**DOCUMENT EXTRACT**
PROFIL: But enrichment is allowed under the NPT.
ELBARADEI: Yes, that´s true. But that Treaty entered into force in 1970. At that time it was thought that only a few countries would be capable of enriching uranium. In the meantime the situation has changed radically. The technology is available nowadays, and many countries are capable of enrichment. Now we have to adjust to the existing situation. The NPT is no longer up-to-date, for the fact is that every country is now capable of enriching uranium.
PROFIL: Israel is a special case in the Middle East. It is an open secret that it possesses nuclear weapons. What is your position on this situation?
ELBARADEI: I am against it - because it gives one a bitter feeling that double standards are being applied. This situation can only be resolved by a peace process. Alongside peace negotiations between Israel and the Palestinians there must also be a dialogue on security in the Middle East. The fundamental question is: What security system will we have in the Middle East when there are two independent States - Israel and Palestine? This region has been living at war for many years, so a strong, long-term security system is needed that can sustain the fragile position that will exist initially. We must destroy all weapons of mass destruction, including the nuclear weapons that Israel allegedly has. And we need limits on conventional weapons.
PROFIL: A high-ranking Israeli politician has assured profil in an in-depth interview that almost no-one in Israel seriously believes that Iran would actually use a nuclear weapon. The fear is much greater that Iran might provide terrorists with nuclear material for a so-called “dirty bomb”. How great is the danger of terrorists getting hold of nuclear bombs and using them?
ELBARADEI: Terrorists acquiring a so-called dirty bomb and using it is indeed a much greater danger than that of a nuclear war. Many people wonder why that has not happened yet. But terrorists getting hold of nuclear bombs is very unlikely because they would also have to decipher a lot of complicated codes. The greatest danger at this time is that of a so-called dirty bomb, i.e. radioactive material being dispersed in cities.
PROFIL: Has this danger increased since the attacks of 11 September 2001?

**WHAT THIS EXERCISE ASKS**
**A)** According to the interview on nuclear weapons, in what year did the NPT enter into force?
**B)** Reproduce word for word the passage of the interview on nuclear weapons that starts with "PROFIL: Israel is" and ends with "on conventional weapons.".
**C)** Extend the interview on nuclear weapons and terrorism beyond its final line.

(Stored data entries)
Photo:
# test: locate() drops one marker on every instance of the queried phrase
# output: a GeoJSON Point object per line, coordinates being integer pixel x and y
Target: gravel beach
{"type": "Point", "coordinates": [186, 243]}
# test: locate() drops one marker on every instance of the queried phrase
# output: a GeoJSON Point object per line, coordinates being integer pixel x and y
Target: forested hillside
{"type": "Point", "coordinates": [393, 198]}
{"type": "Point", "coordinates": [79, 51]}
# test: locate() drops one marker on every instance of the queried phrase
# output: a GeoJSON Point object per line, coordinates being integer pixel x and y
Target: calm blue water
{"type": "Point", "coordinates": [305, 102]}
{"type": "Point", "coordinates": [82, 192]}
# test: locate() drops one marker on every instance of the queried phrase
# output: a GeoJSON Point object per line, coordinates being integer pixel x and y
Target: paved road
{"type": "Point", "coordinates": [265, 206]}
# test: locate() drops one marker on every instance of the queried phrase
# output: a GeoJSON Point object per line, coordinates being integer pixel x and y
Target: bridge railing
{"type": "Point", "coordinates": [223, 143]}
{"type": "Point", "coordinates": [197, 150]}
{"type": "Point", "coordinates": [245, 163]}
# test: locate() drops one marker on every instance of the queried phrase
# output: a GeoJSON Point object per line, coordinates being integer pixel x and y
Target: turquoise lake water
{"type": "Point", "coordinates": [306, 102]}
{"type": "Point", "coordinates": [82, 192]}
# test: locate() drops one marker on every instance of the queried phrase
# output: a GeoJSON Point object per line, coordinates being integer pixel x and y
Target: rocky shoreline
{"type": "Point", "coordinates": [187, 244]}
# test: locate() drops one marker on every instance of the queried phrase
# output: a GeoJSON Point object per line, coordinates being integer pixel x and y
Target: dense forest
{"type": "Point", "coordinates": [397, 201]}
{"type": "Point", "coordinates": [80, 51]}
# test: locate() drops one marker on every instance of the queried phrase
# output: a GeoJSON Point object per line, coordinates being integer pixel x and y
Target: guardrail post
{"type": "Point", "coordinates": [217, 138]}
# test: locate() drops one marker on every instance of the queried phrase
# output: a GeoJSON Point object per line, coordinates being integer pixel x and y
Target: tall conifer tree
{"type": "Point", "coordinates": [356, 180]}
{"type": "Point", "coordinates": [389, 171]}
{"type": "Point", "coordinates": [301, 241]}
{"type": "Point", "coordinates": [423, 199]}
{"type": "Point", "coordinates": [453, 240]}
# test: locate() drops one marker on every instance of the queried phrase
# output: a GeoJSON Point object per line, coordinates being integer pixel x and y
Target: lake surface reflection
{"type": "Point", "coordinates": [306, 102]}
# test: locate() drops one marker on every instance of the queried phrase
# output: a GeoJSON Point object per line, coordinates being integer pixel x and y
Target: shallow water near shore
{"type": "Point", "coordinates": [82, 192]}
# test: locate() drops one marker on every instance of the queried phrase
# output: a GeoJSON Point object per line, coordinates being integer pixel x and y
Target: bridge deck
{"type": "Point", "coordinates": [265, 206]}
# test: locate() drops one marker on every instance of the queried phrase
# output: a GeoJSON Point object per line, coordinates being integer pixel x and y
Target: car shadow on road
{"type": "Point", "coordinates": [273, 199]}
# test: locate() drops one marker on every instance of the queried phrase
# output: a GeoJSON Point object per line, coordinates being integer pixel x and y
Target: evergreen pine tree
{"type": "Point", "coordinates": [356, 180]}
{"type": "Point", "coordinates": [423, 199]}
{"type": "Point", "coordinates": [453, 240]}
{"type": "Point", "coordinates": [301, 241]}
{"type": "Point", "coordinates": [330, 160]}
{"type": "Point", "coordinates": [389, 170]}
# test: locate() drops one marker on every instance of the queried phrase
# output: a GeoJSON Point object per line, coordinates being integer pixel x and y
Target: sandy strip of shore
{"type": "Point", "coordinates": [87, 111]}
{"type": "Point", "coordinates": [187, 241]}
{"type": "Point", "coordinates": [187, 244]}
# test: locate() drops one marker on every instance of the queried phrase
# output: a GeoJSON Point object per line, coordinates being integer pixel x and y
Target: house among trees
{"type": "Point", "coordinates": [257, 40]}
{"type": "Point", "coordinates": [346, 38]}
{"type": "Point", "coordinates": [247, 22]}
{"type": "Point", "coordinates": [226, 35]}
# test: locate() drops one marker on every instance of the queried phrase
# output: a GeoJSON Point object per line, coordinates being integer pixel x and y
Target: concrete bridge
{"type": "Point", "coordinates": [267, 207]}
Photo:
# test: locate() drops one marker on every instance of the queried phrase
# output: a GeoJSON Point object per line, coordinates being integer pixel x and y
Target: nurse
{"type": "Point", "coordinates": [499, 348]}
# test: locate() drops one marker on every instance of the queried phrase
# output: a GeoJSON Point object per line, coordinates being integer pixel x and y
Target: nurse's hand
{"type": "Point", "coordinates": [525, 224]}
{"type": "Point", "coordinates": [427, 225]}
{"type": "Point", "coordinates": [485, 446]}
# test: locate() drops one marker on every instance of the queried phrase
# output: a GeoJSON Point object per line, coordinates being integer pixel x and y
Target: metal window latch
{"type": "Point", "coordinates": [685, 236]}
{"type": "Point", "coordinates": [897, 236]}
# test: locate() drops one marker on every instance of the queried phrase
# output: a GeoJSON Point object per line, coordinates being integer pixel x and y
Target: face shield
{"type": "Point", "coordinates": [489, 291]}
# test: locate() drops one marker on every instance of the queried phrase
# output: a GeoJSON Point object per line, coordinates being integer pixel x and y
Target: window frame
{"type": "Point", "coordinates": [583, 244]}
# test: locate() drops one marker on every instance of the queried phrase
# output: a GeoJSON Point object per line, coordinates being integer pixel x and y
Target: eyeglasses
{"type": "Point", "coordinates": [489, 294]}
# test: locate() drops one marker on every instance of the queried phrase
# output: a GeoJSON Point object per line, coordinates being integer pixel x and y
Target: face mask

**RESULTS FOR THE EXERCISE**
**A)** The NPT entered into force in 1970.

**B)**
PROFIL: Israel is a special case in the Middle East. It is an open secret that it possesses nuclear weapons. What is your position on this situation?
ELBARADEI: I am against it - because it gives one a bitter feeling that double standards are being applied. This situation can only be resolved by a peace process. Alongside peace negotiations between Israel and the Palestinians there must also be a dialogue on security in the Middle East. The fundamental question is: What security system will we have in the Middle East when there are two independent States - Israel and Palestine? This region has been living at war for many years, so a strong, long-term security system is needed that can sustain the fragile position that will exist initially. We must destroy all weapons of mass destruction, including the nuclear weapons that Israel allegedly has. And we need limits on conventional weapons.

**C)**
ELBARADEI: The security situation in this respect has improved. Governments are cooperating well with us. But there is still a lot of work ahead.
PROFIL: In Austria there are fears of a nuclear reactor accident in Temelin. What are your views on this?
ELBARADEI: Nuclear power will be an increasingly important source of power, at global level. By 2020, China for example will be producing five times as much nuclear power as it is today. We are experiencing increasingly insecure energy supply from oil and gas. Then there is the problem of climate change. Six out of seven of Austria´s neighbour countries have nuclear power plants. I would advise the Austrians not to concentrate on the fact that power plants exist, but rather on their safety.
PROFIL: But an overwhelming majority of Austrians are against nuclear energy on principle.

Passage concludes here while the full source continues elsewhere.